* [WHAT THIS EXERCISE ASKS]:
A) In the essay on revisiting Liz Phair's Exile in Guyville, what does the writer's research as a college professor mainly focus on?
B) For each statement, say whether it agrees with the essay on revisiting Liz Phair's Exile in Guyville, and quote the words that decide it. (i) The re-release the writer went to buy marked the album's 15th anniversary. (ii) Alanis Morisette's "You Oughtta Know" reached the mainstream before Exile in Guyville came out. (iii) The writer no longer listens to the original album.
C) Extend the essay on revisiting Liz Phair's Exile in Guyville past its final line, keeping the same first-person voice.
━━ SELECTED EXCERPT
Many of my college friends had grown up in the same kind of well-to-do Chicago suburbs as Phair and felt a special connection to this foul-mouthed guitar-wielding waif. But you didn’t have to have anything in common with Liz Phair to revere Exile in Guyville. It was the first time that as 19 and 20-year-old women, we had our own rebellious anthems to sing along with, and it was the first time most of us had a taste of what later became referred to (mostly by male cultural critics) as “do-me feminism” – and it was exhilarating and powerful. This was years before “The Vagina Monologues” and Alanis Morisette’s explicit “You Oughtta Know” made their way into the mainstream, and Guyville was completely original and cool.

Liz Phair on the cover of Rolling Stone

Liz Phair on the cover of Rolling Stone

Flash forward 15 years to my 35-year-old self, a college professor whose research focuses primarily on girls and media, and who played in a Chicago rock band for a number of years herself in some of the same bars once frequented by Phair. It was with more than a little trepidation that I went out to my local record store to buy the 15th anniversary re-release of Guyville. I still break out the original from time to time, but the new release touted some previously unreleased b-sides and a DVD featuring Phair herself revisiting the early 90s and the Guyville era, which was intriguing. Moreover, something in me still wants to support that part of her career.

So why the trepidation?
━━━━
━━ DATA EXTRACT
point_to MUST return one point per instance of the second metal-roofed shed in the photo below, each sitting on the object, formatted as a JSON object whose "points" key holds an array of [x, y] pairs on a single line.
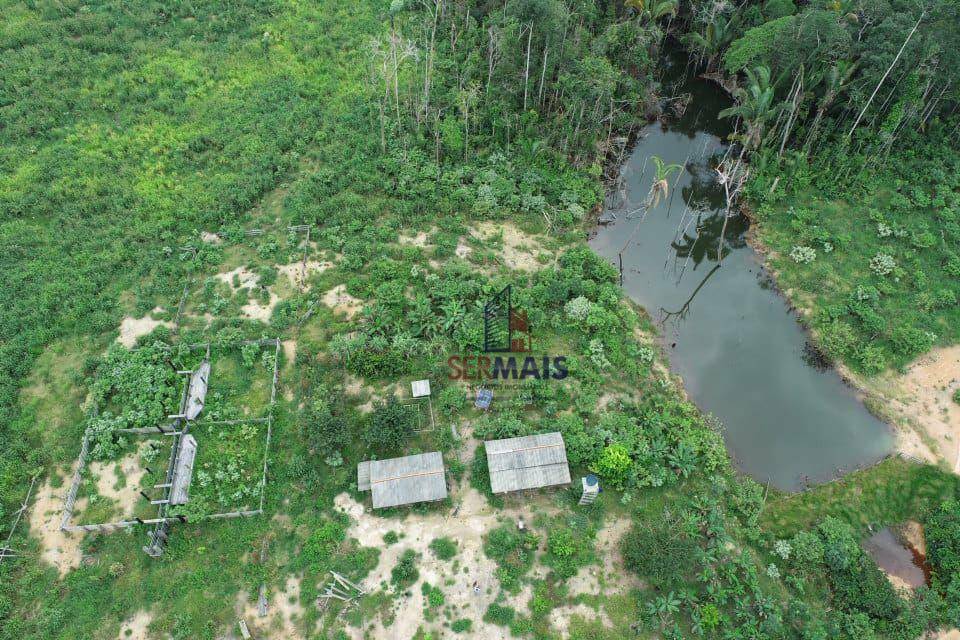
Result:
{"points": [[527, 462], [407, 480]]}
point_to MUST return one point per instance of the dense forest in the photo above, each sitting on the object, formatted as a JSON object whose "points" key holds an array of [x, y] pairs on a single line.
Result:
{"points": [[403, 132]]}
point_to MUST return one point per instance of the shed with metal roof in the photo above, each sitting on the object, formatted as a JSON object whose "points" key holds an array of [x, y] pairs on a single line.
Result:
{"points": [[406, 480], [527, 462]]}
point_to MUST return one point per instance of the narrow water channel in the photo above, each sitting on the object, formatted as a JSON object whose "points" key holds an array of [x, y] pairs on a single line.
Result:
{"points": [[787, 418]]}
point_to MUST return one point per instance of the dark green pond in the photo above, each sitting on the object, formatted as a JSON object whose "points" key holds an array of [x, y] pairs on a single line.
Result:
{"points": [[787, 417]]}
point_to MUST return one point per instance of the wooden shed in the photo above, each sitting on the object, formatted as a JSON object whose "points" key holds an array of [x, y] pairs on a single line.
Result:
{"points": [[527, 462], [183, 471], [407, 480]]}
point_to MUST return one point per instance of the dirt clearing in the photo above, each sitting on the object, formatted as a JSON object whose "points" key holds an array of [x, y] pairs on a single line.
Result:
{"points": [[342, 302], [59, 548], [520, 250], [135, 627], [133, 328], [108, 481], [922, 399]]}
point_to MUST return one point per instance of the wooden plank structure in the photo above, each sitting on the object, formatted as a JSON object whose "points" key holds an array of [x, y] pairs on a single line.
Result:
{"points": [[198, 390], [363, 476], [183, 473], [178, 429], [407, 480], [527, 462]]}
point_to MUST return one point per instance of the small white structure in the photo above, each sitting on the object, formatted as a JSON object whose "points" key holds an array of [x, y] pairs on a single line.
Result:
{"points": [[591, 489], [420, 388], [183, 472], [198, 390]]}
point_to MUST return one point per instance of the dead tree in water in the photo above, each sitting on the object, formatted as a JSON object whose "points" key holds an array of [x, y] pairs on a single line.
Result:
{"points": [[732, 175]]}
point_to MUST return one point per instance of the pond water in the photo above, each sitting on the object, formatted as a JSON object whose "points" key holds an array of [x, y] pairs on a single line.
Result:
{"points": [[788, 418], [895, 559]]}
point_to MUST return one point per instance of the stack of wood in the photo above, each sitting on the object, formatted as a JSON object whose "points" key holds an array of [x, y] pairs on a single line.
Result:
{"points": [[340, 588]]}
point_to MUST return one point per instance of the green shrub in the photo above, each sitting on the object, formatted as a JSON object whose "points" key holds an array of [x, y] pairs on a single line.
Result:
{"points": [[499, 615], [463, 625], [390, 427], [514, 552], [444, 548], [405, 573]]}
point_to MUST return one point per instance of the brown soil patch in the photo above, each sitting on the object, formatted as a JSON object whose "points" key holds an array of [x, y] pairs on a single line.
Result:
{"points": [[59, 548], [419, 240], [108, 479], [132, 328], [520, 250], [474, 519], [299, 272], [342, 302], [246, 279], [257, 311], [922, 399], [135, 627], [284, 612]]}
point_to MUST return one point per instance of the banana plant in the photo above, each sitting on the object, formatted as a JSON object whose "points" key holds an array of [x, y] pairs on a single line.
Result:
{"points": [[755, 106], [661, 180]]}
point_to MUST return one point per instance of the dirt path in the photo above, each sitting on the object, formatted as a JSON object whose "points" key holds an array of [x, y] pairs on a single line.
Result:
{"points": [[474, 519], [921, 400], [132, 328], [59, 548]]}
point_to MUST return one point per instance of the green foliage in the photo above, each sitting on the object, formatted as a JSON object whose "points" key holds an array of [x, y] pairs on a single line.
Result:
{"points": [[434, 595], [513, 551], [567, 551], [942, 533], [444, 548], [462, 625], [659, 552], [325, 430], [499, 614], [390, 427], [322, 543], [613, 465], [405, 573]]}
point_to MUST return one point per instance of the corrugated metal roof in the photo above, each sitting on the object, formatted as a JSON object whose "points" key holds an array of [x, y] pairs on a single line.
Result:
{"points": [[363, 476], [198, 390], [183, 473], [407, 480], [527, 462]]}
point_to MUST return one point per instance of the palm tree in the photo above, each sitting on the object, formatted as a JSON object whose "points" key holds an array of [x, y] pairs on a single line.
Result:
{"points": [[835, 82], [661, 185], [755, 106], [719, 33], [653, 10]]}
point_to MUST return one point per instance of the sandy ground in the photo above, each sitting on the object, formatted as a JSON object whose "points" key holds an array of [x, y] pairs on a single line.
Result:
{"points": [[135, 627], [257, 311], [342, 302], [284, 611], [132, 328], [246, 278], [467, 523], [107, 480], [520, 250], [474, 519], [299, 272], [921, 400], [419, 240], [59, 548]]}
━━━━
* [RESPONSES PER TASK]:
A) Girls and media.

B)
(i) Yes: "the 15th anniversary re-release of Guyville."
(ii) No: "This was years before “The Vagina Monologues” and Alanis Morisette’s explicit “You Oughtta Know” made their way into the mainstream."
(iii) No: "I still break out the original from time to time."

C)
Let’s start with the “do-me feminism,” a reaction to anti-pornography feminism that suggests feminists can also embrace sexuality, that some have reappropriated to symbolize women’s growing love of sex and sexiness. Back in 1993, grunge was god and my peers and I lived in sexless baggy flannels, cut-offs over long underwear, and Doc Martens. We wouldn’t have dreamed of micro-minis and half-shirts that you see on a lot of college-aged women today, and the stars we saw on TV weren’t dressing that way either. The sexiest youth-oriented show on television was Beverly Hills 90210, which is quaint and tame by today’s standards (case in point: a recent preview of the CW’s Gossip Girl featured two of the heroines and classmates in various states of undress and a flash to the text-style acronym/swear, “OMFG!”).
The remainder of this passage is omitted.